═══ Available records

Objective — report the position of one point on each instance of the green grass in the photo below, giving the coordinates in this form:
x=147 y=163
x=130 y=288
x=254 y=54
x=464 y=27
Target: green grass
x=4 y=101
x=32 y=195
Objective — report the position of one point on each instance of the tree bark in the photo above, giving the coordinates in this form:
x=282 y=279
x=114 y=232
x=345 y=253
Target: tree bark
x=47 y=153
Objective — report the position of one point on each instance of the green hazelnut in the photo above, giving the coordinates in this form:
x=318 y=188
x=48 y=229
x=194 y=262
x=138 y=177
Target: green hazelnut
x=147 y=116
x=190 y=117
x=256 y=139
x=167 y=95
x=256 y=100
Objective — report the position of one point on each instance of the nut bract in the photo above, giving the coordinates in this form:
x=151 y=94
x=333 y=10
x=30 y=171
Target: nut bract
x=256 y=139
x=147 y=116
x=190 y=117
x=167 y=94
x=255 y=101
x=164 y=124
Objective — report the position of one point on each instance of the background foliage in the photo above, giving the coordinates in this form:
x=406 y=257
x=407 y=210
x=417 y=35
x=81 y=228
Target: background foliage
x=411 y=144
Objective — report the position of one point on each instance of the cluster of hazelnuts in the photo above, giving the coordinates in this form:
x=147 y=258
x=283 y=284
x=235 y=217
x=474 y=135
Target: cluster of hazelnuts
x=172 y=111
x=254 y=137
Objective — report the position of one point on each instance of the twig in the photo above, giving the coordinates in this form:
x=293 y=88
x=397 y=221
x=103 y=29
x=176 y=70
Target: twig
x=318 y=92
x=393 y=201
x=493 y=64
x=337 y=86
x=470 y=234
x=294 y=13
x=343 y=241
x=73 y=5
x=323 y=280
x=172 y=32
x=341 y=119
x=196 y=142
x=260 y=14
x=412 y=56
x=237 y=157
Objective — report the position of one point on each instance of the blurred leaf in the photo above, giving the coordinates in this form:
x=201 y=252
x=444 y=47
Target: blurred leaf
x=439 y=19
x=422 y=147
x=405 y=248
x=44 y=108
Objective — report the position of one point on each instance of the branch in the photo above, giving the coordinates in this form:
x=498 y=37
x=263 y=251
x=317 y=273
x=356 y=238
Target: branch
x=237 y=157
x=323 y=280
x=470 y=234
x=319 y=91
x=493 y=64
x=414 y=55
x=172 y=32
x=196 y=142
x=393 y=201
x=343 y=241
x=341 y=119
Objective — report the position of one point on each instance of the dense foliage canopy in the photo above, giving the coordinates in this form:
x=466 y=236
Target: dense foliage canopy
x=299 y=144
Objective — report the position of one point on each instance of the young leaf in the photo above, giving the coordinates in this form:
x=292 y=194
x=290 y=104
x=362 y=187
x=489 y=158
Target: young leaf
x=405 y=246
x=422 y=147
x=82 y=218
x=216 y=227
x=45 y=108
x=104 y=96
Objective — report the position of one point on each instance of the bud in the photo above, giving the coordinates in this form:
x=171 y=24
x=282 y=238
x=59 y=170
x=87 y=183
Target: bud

══════

> _Given request_
Copy out the full listing exactly.

> _Worked solution_
Objective — report the position of one point on each instance of the green grass in the photo below, giving the coordinates in this form:
x=147 y=163
x=130 y=288
x=254 y=54
x=464 y=27
Target: green grass
x=4 y=101
x=32 y=195
Objective — report the position of one point on each instance of the tree bark in the photo above, giving the coordinates in this form:
x=282 y=279
x=114 y=232
x=345 y=253
Target: tree bark
x=47 y=153
Objective — report the position of one point on each instance of the green hazelnut in the photo above, giving the coordinates in this form:
x=318 y=188
x=48 y=229
x=194 y=262
x=138 y=177
Target: green hazelnut
x=147 y=116
x=190 y=117
x=256 y=139
x=167 y=95
x=256 y=100
Objective — report the position of one point on each instance of the nut bract in the photo above, giving the coordinates in this form:
x=151 y=94
x=333 y=10
x=30 y=171
Target: nut bract
x=256 y=139
x=147 y=116
x=190 y=117
x=167 y=94
x=255 y=101
x=164 y=124
Objective — report the position of one point on each instance of the background foliage in the photo above, giving the coordinates in this form:
x=406 y=257
x=407 y=210
x=417 y=35
x=81 y=228
Target: background foliage
x=411 y=144
Objective — report the position of one point on each instance of the cluster of hazelnuts in the photo above, giving the coordinates in this form:
x=147 y=258
x=283 y=284
x=235 y=217
x=474 y=135
Target: cluster of hazelnuts
x=172 y=111
x=254 y=137
Objective — report the position of one point on each instance of the twig in the photo above, giving the coordinates in this form:
x=293 y=88
x=397 y=221
x=103 y=29
x=176 y=70
Target: twig
x=318 y=92
x=393 y=201
x=493 y=64
x=337 y=86
x=470 y=234
x=294 y=13
x=343 y=241
x=73 y=5
x=323 y=280
x=172 y=32
x=341 y=119
x=196 y=142
x=260 y=14
x=412 y=56
x=237 y=157
Objective — report the position of one point on each instance of the blurred leaf in the photo above, giving the coordinates in this form:
x=201 y=252
x=444 y=47
Target: blurred leaf
x=439 y=19
x=422 y=147
x=405 y=248
x=44 y=108
Objective — report the position of one point on each instance of the branch in the photo above, giving the coordinates in this form:
x=498 y=37
x=263 y=251
x=317 y=273
x=356 y=238
Target: branch
x=237 y=157
x=323 y=280
x=470 y=234
x=319 y=91
x=493 y=64
x=414 y=55
x=172 y=32
x=196 y=142
x=393 y=201
x=343 y=241
x=341 y=119
Objective — report the position of one point on each instance of the dense foliage canopy in the photo above, giving the coordinates in this form:
x=466 y=236
Target: dense foliage canopy
x=299 y=144
Objective — report the position of one point on each instance of the young leaf in the photo above, giving the coordinates in this form:
x=292 y=194
x=290 y=104
x=362 y=187
x=489 y=158
Target: young leaf
x=405 y=246
x=422 y=147
x=82 y=218
x=216 y=227
x=45 y=108
x=104 y=96
Objective — report the position of one point on each instance of the bud in the photo above, giving the coordinates in this form:
x=171 y=24
x=282 y=238
x=59 y=170
x=87 y=183
Target: bud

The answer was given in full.